- Task instructions:
A: Name every software tool or program mentioned in the forum post about yum repositories and deltas.
B: Answer these from the forum post about yum repositories and deltas:
(i) Whose words does the post quote?
(ii) What does CVS always store for the latest version?
(iii) What do reverse deltas start with?
C: Carry on the forum post about yum repositories and deltas from its final sentence.

- Document extract:
PREFACE: I hope people have noted I've been saying out of this thread for awhile. I'll really try to limit my comment to 1 here and leave it at that.
Les Mikesell lesmikesell@gmail.com wrote:
I want that functionality, but I was arguing that all it would take to get it is sequentially increasing timestamps on files being added to the repository and knowledge of the final timestamp of each consistent update set - and letting the yum client have that information to figure out the
rest.
But the meta-data and its dependency tree _changes_ for each point in time. What was a dependency tree one createrepo changes on the next run. That's the problem.
The only way to fix it currently is to have the YUM client access RPMs directly, instead of relying on the YUM repository's meta-dta. Otherwise, there has to be some major changes at the repository-level. I offered my suggestion, a simple "hack" in the meantime.
One thing that no one mentioned about CVS is that it always stores the full ready-to-go copy of the latest version and builds the diffs backwards to earlier versions on the assumption that you are most likely to want the most recent version.
Reverse deltas. Instead of taking the original revision and rippling deltas forward, you take the latest, and do ripple deltas backward.
Xdelta does this for binaries as well.
In a yum-ish adaptation of this you would want the diffs between each version to be available for the likely possibility that the client has the previous version and wants to go to the latest.
Again, that's what a delta are! The difference between each revision. Forward deltas start with the original. Reverse deltas start with the latest.

- Dataset:
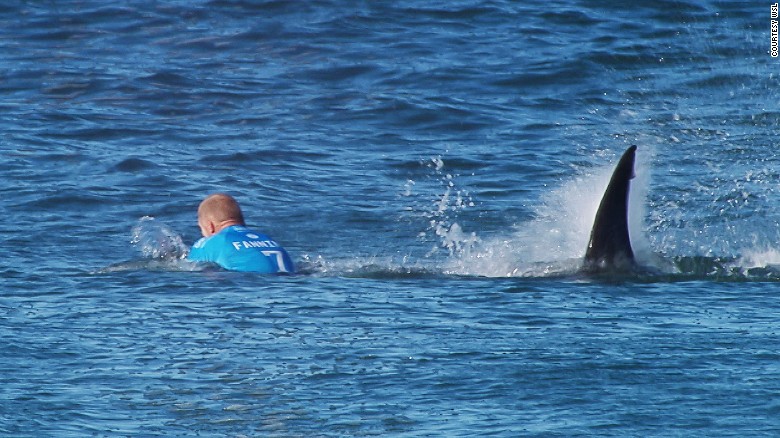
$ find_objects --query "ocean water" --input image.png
[0,0,780,437]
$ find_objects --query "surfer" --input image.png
[187,193,295,274]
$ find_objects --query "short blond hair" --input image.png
[198,193,244,225]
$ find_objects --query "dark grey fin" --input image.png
[584,146,636,271]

- Task results:
A: yum, createrepo, CVS, Xdelta

B:
(i) Les Mikesell's
(ii) The full ready-to-go copy
(iii) The latest revision

C:
Forward deltas are like doing a full backup, and then doing incrementals upon incrementals. Each successive incremental requires each other to work. That's a PITA.
Reverse deltas don't solve the "ripple differences" problem, but they do minimize it. They typically cut the number of deltas required if people people are pulling the last few revisions. That is typically the case in software.
If you're at revision 1.4 and you want version 1.7, the version control service of a forward delta must build all the way from 1.1 to 1.7 -- and ripple through 6 differences. In the reverse delta, it would only need to ripple 3 times -- from 1.7 back to 1.4.
*UNLESS* you aren't talking about deltas ... but *PATCHES*
Patches are _not_ Deltas. Patches are like doing a full backup and an incremental since the last full backup. So if you need to restore, you only need the latest incremental and last full. There is no "ripple." So you only need *1* file for an update.
So what's the catch? Space!
Instead of a set of deltas (be they forward or reverse) in a single file, well minimized, you now maintain _separate_ patch files. In the case above, 1.1 to 1.7, you'll need to maintain _all_ permutations. That's 6 + 5 + 4 + 3 + 2 + 1 = 21 patches!
So while you drastically reduce the ripple load on the server, you increase the storage. Catch-22.
Updating via binary diffs might be a good idea too, but it would need to be very different from CVS because the goal would be to minimize the traffic and make the client side do all the work.
You can_not_ do deltas without the _original_ delta files. So you would have to transfer the _entire_ delta file to the client, which is _larger_ than just the RPM. ;->
That's the impossibility I'm talking about! ;->
The only way is by maintaining patches on the server. That removes the overhead of run-time generation of differences via a "ripple delta" because the patches are only generated once. But that then _bloats_ the server storage.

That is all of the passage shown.